[Point-per-instance localization data]
--

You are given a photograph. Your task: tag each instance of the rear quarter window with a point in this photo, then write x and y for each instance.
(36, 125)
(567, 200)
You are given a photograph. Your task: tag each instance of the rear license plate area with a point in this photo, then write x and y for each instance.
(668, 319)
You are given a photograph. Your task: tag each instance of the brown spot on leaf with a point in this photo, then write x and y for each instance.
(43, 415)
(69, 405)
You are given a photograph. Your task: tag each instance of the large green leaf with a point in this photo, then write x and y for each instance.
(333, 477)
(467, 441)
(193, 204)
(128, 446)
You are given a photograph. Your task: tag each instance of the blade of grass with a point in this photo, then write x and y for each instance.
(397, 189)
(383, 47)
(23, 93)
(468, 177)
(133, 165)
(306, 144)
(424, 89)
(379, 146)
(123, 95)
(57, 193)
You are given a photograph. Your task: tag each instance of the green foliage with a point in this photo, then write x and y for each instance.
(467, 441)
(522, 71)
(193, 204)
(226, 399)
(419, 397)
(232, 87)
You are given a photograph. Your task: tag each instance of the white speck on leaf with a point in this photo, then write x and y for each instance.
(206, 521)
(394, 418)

--

Your goal – Repeat, word for word, every line from the line that contains "of the blade" to the end of the entries; include both of those lines and no others.

Written solution –
You are given a photograph. Your task: tag each instance of the blade of grass with a point in this photo, then write x and y for each instance.
(397, 189)
(383, 47)
(23, 93)
(468, 177)
(133, 165)
(306, 144)
(424, 89)
(379, 146)
(123, 95)
(57, 193)
You are given a photograph. Your task: tag each instance of the green foliage with a point in this photo, then write x and y for each instance.
(467, 441)
(522, 71)
(193, 204)
(226, 399)
(419, 397)
(232, 87)
You are given a photograph. Your task: tag each instance of the white speck on leaf with a point in this photo, then write x and y for each instance.
(206, 521)
(394, 418)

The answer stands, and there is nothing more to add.